**The request**
Identify each line in the records below that contains the word "green", and copy those lines. Case counts when matching.

(Dataset rows showing where objects appear)
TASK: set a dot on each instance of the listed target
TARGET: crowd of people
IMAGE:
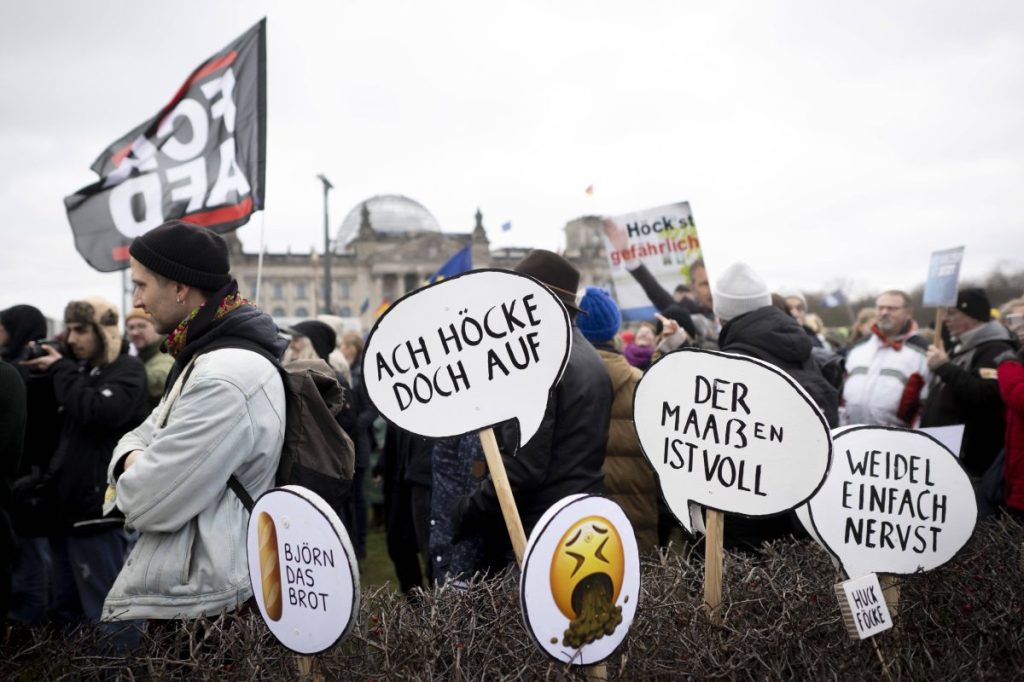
(118, 442)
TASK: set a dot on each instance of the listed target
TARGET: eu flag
(460, 262)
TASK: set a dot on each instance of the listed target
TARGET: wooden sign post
(501, 480)
(714, 560)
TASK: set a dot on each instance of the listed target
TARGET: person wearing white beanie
(738, 290)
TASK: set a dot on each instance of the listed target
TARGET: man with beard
(887, 372)
(222, 416)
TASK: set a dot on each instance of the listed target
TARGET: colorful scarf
(177, 339)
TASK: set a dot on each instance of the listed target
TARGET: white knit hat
(739, 290)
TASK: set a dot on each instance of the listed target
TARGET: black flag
(201, 159)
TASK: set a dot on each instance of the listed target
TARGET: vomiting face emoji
(586, 579)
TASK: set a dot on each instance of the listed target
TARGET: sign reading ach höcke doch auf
(302, 568)
(201, 159)
(729, 432)
(468, 352)
(894, 502)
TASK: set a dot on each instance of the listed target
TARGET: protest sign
(581, 580)
(863, 606)
(729, 432)
(895, 502)
(943, 275)
(302, 568)
(466, 353)
(201, 159)
(665, 241)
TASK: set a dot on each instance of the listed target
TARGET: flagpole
(259, 261)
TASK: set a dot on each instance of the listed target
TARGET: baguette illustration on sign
(581, 580)
(302, 568)
(895, 502)
(468, 352)
(729, 432)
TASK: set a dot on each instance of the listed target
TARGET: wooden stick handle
(501, 480)
(713, 561)
(890, 590)
(940, 314)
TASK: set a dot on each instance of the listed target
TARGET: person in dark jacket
(964, 388)
(12, 417)
(753, 327)
(366, 442)
(566, 455)
(19, 327)
(102, 395)
(407, 471)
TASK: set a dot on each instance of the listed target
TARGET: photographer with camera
(101, 393)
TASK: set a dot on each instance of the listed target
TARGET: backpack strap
(232, 481)
(241, 493)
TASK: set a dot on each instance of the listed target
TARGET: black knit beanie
(320, 334)
(974, 303)
(182, 252)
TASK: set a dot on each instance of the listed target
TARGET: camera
(36, 350)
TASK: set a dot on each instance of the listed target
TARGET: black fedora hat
(554, 272)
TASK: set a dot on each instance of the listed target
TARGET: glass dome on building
(388, 214)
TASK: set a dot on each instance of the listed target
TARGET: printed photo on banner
(664, 240)
(302, 568)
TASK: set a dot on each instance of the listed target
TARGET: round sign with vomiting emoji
(581, 580)
(302, 568)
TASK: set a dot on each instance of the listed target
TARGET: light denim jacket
(190, 556)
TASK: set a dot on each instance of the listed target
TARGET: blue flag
(460, 262)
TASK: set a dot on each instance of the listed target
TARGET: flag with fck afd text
(201, 159)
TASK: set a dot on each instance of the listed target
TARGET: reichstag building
(387, 246)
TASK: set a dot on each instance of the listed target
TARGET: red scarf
(896, 342)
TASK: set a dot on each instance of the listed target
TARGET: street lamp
(327, 246)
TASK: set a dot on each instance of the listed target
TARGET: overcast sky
(817, 141)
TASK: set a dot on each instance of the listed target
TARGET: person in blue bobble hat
(628, 477)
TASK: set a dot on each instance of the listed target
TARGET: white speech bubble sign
(302, 568)
(467, 353)
(582, 560)
(896, 501)
(729, 432)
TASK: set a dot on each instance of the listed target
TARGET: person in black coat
(964, 388)
(102, 393)
(753, 327)
(566, 455)
(12, 416)
(20, 327)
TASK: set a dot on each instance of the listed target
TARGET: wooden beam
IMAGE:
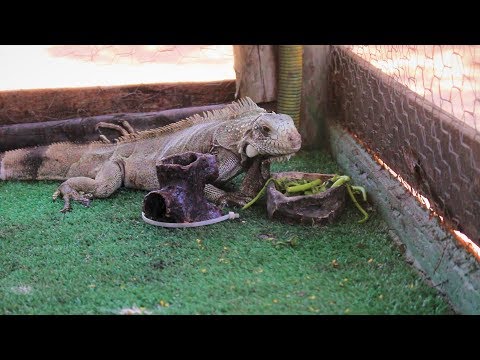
(28, 106)
(256, 72)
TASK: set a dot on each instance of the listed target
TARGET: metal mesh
(114, 78)
(418, 109)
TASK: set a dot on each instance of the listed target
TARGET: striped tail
(49, 162)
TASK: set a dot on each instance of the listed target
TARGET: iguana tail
(49, 162)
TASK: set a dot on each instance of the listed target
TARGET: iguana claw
(234, 200)
(68, 193)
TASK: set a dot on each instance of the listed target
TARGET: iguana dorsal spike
(229, 112)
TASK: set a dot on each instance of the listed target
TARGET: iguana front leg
(83, 189)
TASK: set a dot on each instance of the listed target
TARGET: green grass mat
(106, 260)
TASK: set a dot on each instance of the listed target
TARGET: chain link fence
(418, 109)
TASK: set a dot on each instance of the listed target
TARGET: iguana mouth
(281, 158)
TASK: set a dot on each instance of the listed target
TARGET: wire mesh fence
(114, 78)
(418, 109)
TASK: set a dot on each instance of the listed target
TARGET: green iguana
(239, 135)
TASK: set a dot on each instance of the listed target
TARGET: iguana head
(271, 135)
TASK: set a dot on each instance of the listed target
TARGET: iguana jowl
(240, 134)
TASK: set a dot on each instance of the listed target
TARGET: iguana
(241, 135)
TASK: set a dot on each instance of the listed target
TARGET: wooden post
(313, 126)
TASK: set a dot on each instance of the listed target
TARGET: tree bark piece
(38, 105)
(256, 72)
(181, 198)
(320, 209)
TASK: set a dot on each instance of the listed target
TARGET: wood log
(317, 209)
(27, 106)
(256, 72)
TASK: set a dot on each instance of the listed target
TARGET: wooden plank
(256, 72)
(28, 106)
(83, 129)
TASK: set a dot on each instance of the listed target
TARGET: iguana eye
(265, 130)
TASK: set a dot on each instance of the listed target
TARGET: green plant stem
(352, 196)
(260, 193)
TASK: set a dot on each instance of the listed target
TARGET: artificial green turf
(103, 259)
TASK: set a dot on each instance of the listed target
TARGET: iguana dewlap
(241, 135)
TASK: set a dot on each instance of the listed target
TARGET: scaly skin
(242, 136)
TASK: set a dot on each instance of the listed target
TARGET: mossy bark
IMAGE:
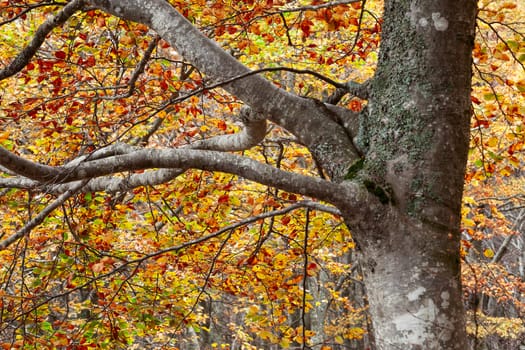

**Task answer**
TARGET: green grass mat
TARGET: green iguana
TARGET: green plant stem
TARGET: artificial green turf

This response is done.